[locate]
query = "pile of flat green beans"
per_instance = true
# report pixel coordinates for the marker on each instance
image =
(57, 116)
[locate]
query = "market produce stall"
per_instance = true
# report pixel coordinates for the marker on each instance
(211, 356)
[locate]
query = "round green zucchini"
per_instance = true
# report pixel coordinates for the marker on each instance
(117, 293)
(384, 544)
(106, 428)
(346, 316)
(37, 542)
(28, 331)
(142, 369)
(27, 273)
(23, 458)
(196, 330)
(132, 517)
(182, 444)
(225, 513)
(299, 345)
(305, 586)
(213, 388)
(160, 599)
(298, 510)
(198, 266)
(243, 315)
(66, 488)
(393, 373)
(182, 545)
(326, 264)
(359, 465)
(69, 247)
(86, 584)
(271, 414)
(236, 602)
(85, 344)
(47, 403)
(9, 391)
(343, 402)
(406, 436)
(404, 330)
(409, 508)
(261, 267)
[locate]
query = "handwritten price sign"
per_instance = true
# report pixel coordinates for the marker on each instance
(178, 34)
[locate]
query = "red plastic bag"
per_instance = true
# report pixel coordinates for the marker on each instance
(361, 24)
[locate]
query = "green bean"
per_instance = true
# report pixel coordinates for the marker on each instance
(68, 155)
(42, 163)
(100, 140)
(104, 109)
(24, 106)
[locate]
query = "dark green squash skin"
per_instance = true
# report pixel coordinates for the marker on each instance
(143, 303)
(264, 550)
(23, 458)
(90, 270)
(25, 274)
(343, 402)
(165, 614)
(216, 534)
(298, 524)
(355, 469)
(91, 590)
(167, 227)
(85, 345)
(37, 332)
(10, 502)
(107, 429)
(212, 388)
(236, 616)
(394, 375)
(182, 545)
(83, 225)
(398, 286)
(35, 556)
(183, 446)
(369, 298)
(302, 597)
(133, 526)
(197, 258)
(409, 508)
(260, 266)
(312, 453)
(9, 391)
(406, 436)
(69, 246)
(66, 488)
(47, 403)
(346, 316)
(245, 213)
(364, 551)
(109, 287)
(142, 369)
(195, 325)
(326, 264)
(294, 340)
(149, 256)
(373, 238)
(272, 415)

----------

- Work to be completed:
Faithfully transcribe the whole of the data.

- Task answer:
[locate]
query = "pile of flat green beans"
per_instance = true
# report pixel coordinates for the marker on each instance
image =
(57, 116)
[locate]
query = "market produce stall"
per_instance = true
# report pixel coordinates for the marker on each instance
(211, 356)
[locate]
query = "round green zucchini"
per_instance = true
# report pixel coordinates for the marker on each instance
(117, 293)
(384, 544)
(106, 428)
(346, 316)
(37, 542)
(28, 331)
(142, 369)
(27, 273)
(23, 458)
(196, 330)
(132, 517)
(182, 444)
(225, 513)
(299, 345)
(305, 586)
(213, 388)
(160, 599)
(298, 510)
(198, 266)
(243, 315)
(66, 488)
(393, 373)
(182, 545)
(326, 264)
(359, 465)
(69, 247)
(86, 584)
(271, 414)
(236, 602)
(85, 344)
(47, 403)
(9, 391)
(343, 402)
(406, 436)
(404, 330)
(409, 508)
(261, 267)
[locate]
query = "handwritten price sign"
per_instance = true
# report pixel coordinates for the marker on each instance
(178, 34)
[locate]
query = "red plastic bag"
per_instance = true
# report pixel coordinates for the marker on each instance
(361, 24)
[locate]
query = "green bean"
per_instance = true
# report pixel coordinates for the marker on each instance
(68, 155)
(42, 163)
(100, 140)
(104, 109)
(24, 106)
[locate]
query = "dark green squash skin"
per_instance = true
# report pixel coordinates for the marker on each instance
(143, 303)
(264, 550)
(23, 458)
(90, 270)
(25, 274)
(343, 402)
(165, 614)
(216, 534)
(298, 524)
(355, 469)
(91, 590)
(167, 227)
(85, 345)
(37, 332)
(10, 502)
(107, 429)
(212, 388)
(236, 616)
(394, 375)
(182, 545)
(83, 225)
(398, 286)
(35, 556)
(183, 446)
(369, 298)
(302, 597)
(133, 526)
(197, 258)
(409, 508)
(260, 266)
(312, 453)
(9, 391)
(406, 436)
(69, 246)
(66, 488)
(47, 403)
(346, 316)
(245, 213)
(364, 551)
(109, 287)
(142, 369)
(195, 325)
(326, 264)
(294, 340)
(149, 256)
(373, 238)
(272, 415)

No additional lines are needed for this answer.